■ **Directions**
1. In the NFL article, which three head coaches lost their jobs the day after the regular season?
2. Write out the part of the NFL article starting at "Jags join 2001" and ending at "savior in Jacksonville.".
3. Extend the NFL season-recap article past its final sentence.

■ **Passage**

● ● ● ●

Sadly, there’s nothing the league can do to punish the Eagles without looking insanely petty, and that is a shame. What the Eagles did was embarrassing, and it’s hard to believe a coach that was so masterful in outwitting the great Bill Belichick in the Super Bowl three years ago could pull such a cowardly stunt like that.

The Texans make their case for underratedly-sorriest team

Apparently, Houston watched the Raiders’ collapse against Miami and said “hold my beer…” With a chance to keep the Titans from winning the AFC South — and in the process make life a little easier for the Ravens, who have had their problems with Tennessee in the last year — Houston found yet another incredulous way to blow a football game. It was shades of how they choked away a first-round bye in 2018 with a late-game defensive meltdown against the Eagles, giving up a big play in an inexplicable circumstance when simply playing basic prevent defense would have got them into overtime in a game they trailed 31-15 late in the third quarter.

Poor DeShaun Watson. 365 yards and three touchdowns wasn’t enough to overcome a pitiful defense, bad coaching, and a culture that needs a serious overhaul.

Coaches on the firing line

For Dan Quinn, Bill O’Brien, and Matt Patricia, Black Monday came early. For three more head coaches, the day after the regular season was the end of the line. Adam Gase, Doug Marrone, and Anthony Lynn are now out of work, and none should come as a surprise. Lynn’s firing may seem a bit odd to some considering the Bolts ended with a four-game winning streak, but no team may have been more impacted by poor coaching than the Chargers. All the excruciatingly close losses finally wore on Alex Spanos enough to pull the trigger on axing Lynn.

Los Angeles has a bright future, at least at quarterback with Justin Herbert. For the other clubs, well, only time will tell.

Jags join 2001 Panthers in a dubious club

Wondering when the last time a team started 1-0 only to finish 1-15? It had only happened once prior to yesterday, when the Carolina Panthers knocked off the Vikings on the road in a game where Steve Smith ran the opening kickoff back for a score in his NFL debut, only to follow with 15 straight losses. The Panthers and Jaguars entered the NFL together in 2001, and both found success quickly, reaching the conference championship game in their second seasons in 1996.

If there’s any potential silver lining for the Jags, whose lone win actually came over the playoff-bound Colts, it’s that those aforementioned Panthers reached the Super Bowl just two years later. Perhaps Trevor Lawrence will be the savior in Jacksonville.

● ● ● ●

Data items
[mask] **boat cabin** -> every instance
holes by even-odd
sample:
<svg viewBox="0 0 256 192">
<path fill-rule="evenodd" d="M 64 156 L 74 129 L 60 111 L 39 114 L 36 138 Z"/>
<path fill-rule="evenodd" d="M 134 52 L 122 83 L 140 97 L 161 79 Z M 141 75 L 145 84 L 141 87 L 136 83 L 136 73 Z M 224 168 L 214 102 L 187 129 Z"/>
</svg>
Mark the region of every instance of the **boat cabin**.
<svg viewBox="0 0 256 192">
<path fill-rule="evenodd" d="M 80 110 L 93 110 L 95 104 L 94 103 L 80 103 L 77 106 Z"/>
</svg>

● ● ● ●

■ **Answers for the tasks**
1. Adam Gase, Doug Marrone, and Anthony Lynn.

2.
Jags join 2001 Panthers in a dubious club

Wondering when the last time a team started 1-0 only to finish 1-15? It had only happened once prior to yesterday, when the Carolina Panthers knocked off the Vikings on the road in a game where Steve Smith ran the opening kickoff back for a score in his NFL debut, only to follow with 15 straight losses. The Panthers and Jaguars entered the NFL together in 2001, and both found success quickly, reaching the conference championship game in their second seasons in 1996.

If there’s any potential silver lining for the Jags, whose lone win actually came over the playoff-bound Colts, it’s that those aforementioned Panthers reached the Super Bowl just two years later. Perhaps Trevor Lawrence will be the savior in Jacksonville.

3.
Are the Bills really this good?

Putting up their most points in a game since 1966, the Bills are making believers every week. Shredding the playoff-hopeful Dolphins, 56-26, the Bills finished 13-3 (and easily could have finished 14-2 if not for a Hail Murray by the Cardinals). This is a team that hadn’t won a division title since 1995, and is still seeking its first playoff win since that season. Granted, they never did overcome the Patriots during the Brady era, so it feels a bit like they simply waited until it was their turn, but it’s hard to overlook just how potent this offense has become.

The question now is what they can do for an encore in January (and perhaps February). The AFC is loaded, with Kansas City at the top, the Ravens and Steelers very capable of making deep runs, and even the “second-level” teams (Titans, Colts, Browns) representing tough outs. It’s a crying shame that 2020-21 is what it is, because you can imagine just how crazy Buffalo would be going right now for their Bills, and how loud New Era Field would be on Sunday. Instead, around 6,000 “socially distanced” (are you as sick of that term as I am?) fans will attend, pending negative COVID-20 tests (yes, I prefer to call it COVID-20, since I’d rather it be associated with the awful year that it ruined).

Another “2020” fact the Bills and their fans probably dislike: if this were still 2019, Buffalo would also have a first-round bye, instead of hosting the Colts in the wild card round. Like the awfulness of 17-game seasons, get used to No. 7 seeds being a thing, too.